[Dataset records]
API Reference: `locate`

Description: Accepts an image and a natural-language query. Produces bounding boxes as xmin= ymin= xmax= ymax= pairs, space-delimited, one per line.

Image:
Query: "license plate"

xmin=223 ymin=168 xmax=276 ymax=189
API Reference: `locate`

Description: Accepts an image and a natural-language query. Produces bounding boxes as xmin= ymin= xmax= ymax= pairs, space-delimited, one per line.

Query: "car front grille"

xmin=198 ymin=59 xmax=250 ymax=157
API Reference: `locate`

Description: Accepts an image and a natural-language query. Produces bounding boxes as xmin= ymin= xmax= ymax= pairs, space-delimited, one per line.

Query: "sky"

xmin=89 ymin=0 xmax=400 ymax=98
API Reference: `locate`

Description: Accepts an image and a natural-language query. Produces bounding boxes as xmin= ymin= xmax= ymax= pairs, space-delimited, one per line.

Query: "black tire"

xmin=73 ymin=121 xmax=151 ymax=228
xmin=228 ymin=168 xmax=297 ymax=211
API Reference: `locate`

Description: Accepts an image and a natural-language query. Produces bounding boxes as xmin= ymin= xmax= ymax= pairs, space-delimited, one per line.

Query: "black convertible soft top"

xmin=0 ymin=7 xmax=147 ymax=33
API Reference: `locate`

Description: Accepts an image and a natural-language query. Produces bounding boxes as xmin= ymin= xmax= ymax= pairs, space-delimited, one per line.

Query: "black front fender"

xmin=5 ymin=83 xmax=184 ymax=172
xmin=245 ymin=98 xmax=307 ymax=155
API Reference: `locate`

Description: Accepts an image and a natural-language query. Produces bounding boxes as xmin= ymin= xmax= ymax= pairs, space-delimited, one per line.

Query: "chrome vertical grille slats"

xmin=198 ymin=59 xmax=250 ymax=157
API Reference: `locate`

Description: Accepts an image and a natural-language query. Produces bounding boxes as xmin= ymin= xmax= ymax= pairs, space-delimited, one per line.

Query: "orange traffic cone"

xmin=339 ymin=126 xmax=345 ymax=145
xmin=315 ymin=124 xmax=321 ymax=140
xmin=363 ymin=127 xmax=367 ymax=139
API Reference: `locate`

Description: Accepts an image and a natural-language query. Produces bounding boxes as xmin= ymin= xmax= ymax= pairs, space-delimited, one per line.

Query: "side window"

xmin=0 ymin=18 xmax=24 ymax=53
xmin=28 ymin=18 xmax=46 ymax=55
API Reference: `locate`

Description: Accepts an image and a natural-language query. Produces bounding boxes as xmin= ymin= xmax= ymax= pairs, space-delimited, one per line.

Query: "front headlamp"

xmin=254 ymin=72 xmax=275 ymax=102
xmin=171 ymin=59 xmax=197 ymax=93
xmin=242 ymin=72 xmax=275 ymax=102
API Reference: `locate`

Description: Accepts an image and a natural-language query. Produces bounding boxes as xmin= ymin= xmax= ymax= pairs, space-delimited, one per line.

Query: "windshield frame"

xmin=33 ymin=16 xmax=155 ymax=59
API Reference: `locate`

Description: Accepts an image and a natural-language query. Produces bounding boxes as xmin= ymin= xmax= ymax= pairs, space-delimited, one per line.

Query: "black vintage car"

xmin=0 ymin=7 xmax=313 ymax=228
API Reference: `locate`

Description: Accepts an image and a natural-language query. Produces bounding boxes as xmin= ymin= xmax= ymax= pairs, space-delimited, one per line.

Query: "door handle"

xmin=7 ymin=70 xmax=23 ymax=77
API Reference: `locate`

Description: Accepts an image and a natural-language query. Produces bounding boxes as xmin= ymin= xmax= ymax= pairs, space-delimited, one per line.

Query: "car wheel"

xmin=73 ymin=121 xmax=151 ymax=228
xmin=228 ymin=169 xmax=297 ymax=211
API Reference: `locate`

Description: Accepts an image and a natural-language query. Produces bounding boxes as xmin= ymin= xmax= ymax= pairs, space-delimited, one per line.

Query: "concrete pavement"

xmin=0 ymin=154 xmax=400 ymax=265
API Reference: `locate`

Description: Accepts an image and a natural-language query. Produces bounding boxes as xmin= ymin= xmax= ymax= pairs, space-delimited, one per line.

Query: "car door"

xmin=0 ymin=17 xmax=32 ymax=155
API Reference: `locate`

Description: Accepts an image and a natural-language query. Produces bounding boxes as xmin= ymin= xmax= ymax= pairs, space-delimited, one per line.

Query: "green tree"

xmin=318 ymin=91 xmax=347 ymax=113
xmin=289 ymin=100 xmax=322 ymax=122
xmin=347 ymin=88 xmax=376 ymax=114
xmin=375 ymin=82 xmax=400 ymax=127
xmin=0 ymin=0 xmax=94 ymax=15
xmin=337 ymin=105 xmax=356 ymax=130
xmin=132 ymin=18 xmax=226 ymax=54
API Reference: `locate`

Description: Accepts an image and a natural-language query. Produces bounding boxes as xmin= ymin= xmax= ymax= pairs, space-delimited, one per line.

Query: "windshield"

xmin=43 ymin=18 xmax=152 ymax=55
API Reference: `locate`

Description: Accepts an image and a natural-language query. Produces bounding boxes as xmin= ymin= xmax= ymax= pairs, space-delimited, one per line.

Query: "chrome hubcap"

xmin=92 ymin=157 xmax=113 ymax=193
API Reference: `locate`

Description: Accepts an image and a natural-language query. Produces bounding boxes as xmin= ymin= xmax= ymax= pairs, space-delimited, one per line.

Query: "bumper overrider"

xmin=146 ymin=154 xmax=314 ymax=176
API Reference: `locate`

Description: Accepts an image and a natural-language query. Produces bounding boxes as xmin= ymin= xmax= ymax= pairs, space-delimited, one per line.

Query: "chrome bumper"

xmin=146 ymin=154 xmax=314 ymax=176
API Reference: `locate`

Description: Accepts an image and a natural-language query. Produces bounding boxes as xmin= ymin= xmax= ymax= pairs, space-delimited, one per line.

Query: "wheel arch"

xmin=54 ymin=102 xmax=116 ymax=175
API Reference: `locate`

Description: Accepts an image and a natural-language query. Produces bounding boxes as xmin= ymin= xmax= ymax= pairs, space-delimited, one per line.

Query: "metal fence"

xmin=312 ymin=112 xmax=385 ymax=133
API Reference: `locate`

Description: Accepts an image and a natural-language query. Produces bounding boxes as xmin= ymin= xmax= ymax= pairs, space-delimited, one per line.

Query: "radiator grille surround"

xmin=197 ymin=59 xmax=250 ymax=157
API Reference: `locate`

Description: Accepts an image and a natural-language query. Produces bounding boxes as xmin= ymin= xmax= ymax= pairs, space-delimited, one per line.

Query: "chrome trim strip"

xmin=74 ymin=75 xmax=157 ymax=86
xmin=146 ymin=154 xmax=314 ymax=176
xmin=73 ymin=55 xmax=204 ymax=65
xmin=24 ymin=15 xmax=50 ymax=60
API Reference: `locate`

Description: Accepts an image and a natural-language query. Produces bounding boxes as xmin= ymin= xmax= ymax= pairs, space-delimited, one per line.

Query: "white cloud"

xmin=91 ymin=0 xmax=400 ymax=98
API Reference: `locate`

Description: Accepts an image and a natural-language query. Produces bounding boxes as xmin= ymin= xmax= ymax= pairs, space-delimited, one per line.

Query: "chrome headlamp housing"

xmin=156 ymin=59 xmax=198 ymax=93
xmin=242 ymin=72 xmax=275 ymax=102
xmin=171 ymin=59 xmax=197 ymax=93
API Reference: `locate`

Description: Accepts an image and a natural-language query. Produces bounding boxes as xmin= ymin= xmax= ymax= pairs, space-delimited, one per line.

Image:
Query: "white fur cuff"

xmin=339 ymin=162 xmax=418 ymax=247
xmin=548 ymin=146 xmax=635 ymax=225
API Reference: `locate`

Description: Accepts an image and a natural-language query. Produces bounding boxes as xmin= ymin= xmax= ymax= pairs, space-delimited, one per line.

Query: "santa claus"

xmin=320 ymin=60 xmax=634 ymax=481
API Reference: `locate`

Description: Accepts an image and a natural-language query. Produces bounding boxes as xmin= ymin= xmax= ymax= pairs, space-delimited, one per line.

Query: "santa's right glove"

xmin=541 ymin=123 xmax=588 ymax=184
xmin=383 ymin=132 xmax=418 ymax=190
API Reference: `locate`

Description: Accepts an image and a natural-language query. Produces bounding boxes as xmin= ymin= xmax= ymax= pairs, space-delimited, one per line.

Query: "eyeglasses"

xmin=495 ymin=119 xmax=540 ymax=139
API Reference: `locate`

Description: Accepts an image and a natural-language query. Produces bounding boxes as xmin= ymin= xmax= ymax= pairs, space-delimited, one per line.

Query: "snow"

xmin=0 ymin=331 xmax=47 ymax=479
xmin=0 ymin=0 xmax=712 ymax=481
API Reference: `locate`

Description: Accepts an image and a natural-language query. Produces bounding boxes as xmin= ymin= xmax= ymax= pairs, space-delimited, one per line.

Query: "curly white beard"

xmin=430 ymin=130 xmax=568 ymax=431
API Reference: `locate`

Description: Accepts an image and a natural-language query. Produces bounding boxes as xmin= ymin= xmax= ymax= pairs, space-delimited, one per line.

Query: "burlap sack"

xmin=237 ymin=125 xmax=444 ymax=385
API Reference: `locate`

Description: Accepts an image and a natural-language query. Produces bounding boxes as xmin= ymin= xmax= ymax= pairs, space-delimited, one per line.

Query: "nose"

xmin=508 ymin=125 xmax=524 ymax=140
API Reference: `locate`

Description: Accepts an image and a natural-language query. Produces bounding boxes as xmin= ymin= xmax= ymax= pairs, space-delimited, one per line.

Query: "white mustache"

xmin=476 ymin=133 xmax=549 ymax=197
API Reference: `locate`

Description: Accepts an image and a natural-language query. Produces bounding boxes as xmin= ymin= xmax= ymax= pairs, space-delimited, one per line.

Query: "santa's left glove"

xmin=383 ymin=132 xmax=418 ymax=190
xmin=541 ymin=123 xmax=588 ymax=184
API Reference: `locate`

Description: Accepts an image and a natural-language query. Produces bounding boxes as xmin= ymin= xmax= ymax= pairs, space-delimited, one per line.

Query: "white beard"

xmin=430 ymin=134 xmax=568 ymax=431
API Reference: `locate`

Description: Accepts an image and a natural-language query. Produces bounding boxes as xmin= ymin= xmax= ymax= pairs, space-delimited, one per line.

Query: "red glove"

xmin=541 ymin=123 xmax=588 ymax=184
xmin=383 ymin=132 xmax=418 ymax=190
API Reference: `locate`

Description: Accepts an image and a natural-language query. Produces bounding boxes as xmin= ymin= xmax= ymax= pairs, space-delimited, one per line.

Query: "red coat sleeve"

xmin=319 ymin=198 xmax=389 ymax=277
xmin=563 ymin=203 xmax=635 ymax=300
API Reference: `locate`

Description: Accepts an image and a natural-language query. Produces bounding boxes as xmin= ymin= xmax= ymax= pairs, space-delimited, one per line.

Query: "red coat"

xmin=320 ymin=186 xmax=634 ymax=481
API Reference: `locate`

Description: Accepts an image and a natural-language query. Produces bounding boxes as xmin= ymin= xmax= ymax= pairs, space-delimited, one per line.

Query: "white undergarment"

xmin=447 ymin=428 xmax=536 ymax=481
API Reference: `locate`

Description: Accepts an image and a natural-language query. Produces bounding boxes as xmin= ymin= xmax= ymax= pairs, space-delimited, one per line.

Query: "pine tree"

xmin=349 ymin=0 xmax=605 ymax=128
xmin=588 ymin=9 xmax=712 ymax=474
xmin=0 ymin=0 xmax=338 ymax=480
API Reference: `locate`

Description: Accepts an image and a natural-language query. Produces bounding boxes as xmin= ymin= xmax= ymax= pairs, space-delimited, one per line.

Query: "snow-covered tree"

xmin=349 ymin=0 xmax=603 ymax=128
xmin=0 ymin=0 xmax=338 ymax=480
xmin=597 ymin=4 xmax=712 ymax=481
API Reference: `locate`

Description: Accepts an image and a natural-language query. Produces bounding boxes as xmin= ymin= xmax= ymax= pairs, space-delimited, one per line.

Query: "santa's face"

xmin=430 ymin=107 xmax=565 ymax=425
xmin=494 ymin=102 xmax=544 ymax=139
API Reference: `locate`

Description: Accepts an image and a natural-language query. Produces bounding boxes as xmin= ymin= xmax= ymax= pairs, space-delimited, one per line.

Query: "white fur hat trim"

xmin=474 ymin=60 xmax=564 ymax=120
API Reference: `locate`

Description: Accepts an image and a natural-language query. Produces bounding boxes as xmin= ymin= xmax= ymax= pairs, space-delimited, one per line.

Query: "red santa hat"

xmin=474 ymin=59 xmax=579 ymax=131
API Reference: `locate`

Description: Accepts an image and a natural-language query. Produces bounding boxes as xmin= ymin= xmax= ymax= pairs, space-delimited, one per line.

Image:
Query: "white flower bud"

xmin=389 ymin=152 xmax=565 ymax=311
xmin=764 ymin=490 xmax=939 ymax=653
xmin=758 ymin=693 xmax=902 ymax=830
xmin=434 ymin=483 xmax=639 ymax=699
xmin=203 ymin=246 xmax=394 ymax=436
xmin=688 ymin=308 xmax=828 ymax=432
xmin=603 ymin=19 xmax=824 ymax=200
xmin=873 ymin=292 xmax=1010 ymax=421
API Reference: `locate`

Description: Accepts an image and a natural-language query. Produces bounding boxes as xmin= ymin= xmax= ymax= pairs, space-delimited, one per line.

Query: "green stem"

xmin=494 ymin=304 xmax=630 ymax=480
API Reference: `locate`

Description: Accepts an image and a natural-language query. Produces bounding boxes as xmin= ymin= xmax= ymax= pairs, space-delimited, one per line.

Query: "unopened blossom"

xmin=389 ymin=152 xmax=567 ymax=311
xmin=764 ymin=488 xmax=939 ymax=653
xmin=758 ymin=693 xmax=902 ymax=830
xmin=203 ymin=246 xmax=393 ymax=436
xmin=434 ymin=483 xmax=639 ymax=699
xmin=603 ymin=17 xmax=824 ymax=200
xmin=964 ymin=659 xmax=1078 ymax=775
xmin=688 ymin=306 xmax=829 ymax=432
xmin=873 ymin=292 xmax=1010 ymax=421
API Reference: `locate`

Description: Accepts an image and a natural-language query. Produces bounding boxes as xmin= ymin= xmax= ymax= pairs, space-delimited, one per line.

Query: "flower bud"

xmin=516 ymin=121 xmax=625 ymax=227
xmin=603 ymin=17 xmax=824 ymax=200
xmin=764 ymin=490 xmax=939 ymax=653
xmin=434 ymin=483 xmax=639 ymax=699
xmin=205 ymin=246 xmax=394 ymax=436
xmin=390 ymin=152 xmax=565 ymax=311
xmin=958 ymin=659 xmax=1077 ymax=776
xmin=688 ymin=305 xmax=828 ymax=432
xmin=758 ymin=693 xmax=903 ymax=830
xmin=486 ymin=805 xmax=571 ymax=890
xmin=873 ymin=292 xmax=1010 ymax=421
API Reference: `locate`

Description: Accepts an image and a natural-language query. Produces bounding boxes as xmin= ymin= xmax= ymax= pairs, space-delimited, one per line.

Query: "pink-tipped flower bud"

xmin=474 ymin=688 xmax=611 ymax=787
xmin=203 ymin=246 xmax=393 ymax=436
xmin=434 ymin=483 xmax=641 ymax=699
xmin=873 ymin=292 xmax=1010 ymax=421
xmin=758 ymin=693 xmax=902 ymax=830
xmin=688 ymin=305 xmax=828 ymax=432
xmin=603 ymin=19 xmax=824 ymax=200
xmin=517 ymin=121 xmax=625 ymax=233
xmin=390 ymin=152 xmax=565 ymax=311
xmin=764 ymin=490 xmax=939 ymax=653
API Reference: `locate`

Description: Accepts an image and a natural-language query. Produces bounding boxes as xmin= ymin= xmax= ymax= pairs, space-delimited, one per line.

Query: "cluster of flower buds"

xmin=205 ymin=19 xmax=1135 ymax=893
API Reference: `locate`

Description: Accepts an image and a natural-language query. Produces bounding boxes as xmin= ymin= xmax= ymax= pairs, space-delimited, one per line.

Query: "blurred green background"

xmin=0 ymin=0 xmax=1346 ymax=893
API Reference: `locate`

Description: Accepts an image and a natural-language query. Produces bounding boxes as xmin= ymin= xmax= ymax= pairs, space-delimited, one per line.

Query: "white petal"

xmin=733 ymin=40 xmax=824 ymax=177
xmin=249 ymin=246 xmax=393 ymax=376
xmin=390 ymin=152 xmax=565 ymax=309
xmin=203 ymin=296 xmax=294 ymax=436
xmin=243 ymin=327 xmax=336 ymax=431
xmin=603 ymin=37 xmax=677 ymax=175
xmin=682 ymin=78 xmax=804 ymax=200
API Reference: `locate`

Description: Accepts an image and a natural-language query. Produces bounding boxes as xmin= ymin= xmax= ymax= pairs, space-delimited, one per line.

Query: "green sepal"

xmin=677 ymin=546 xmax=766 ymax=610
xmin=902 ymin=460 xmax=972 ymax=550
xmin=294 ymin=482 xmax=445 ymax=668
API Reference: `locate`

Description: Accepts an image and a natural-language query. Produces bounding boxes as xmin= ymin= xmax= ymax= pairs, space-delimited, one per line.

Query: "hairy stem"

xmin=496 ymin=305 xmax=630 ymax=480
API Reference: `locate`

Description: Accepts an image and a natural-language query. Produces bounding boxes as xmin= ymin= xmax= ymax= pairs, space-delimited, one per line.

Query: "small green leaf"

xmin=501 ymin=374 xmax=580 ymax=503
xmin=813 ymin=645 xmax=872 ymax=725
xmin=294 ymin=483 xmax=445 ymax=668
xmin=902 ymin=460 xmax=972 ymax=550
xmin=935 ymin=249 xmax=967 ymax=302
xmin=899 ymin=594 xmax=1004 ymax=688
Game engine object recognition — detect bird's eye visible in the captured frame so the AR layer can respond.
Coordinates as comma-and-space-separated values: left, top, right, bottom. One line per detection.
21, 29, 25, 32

● Set task
Can you retype every line of the entries, from the very start down through the line containing "xmin=28 ymin=18 xmax=46 ymax=55", with both ends included?

● Response to the exercise
API Reference: `locate`

Description: Accepts an image and a natural-language query. Produces bounding boxes as xmin= ymin= xmax= ymax= pairs, space-delimited, one per line.

Image:
Query: "license plate"

xmin=223 ymin=168 xmax=276 ymax=189
API Reference: `locate`

Description: Accepts an image and a natural-language query. Produces bounding boxes as xmin= ymin= xmax= ymax= pairs, space-delimited, one per line.

Query: "car front grille"

xmin=198 ymin=59 xmax=250 ymax=157
API Reference: `locate`

Description: Accepts an image and a natural-language query. Produces bounding boxes as xmin= ymin= xmax= ymax= pairs, space-delimited, one per line.

Query: "sky"

xmin=89 ymin=0 xmax=400 ymax=98
API Reference: `locate`

Description: Accepts an image and a natural-language query. Produces bounding boxes as xmin= ymin= xmax= ymax= pairs, space-delimited, one per line.

Query: "black tire"

xmin=73 ymin=121 xmax=151 ymax=228
xmin=228 ymin=168 xmax=297 ymax=211
API Reference: `locate`

Description: Accepts an image and a natural-language query. Produces bounding boxes as xmin= ymin= xmax= ymax= pairs, space-delimited, one per line.

Query: "black convertible soft top"

xmin=0 ymin=7 xmax=147 ymax=33
API Reference: `locate`

Description: Accepts an image and a natural-language query. Produces bounding boxes as xmin= ymin= xmax= ymax= pairs, space-delimited, one per line.

Query: "black front fender"

xmin=5 ymin=83 xmax=184 ymax=172
xmin=245 ymin=98 xmax=307 ymax=155
API Reference: `locate`

Description: Accepts an image and a natural-language query. Produces bounding boxes as xmin= ymin= xmax= ymax= pairs, space-delimited, one per line.

Query: "chrome vertical grille slats"

xmin=198 ymin=59 xmax=250 ymax=157
API Reference: `locate`

Description: Accepts an image and a natural-language query. Produces bounding boxes as xmin= ymin= xmax= ymax= pairs, space-delimited, one per line.

Query: "orange traffic cone"

xmin=339 ymin=126 xmax=345 ymax=145
xmin=315 ymin=124 xmax=321 ymax=140
xmin=363 ymin=127 xmax=367 ymax=139
API Reference: `locate`

Description: Accepts an image and a natural-language query. Produces bounding boxes as xmin= ymin= xmax= ymax= pairs, space-delimited, one per line.

Query: "side window"

xmin=0 ymin=18 xmax=24 ymax=53
xmin=28 ymin=18 xmax=46 ymax=55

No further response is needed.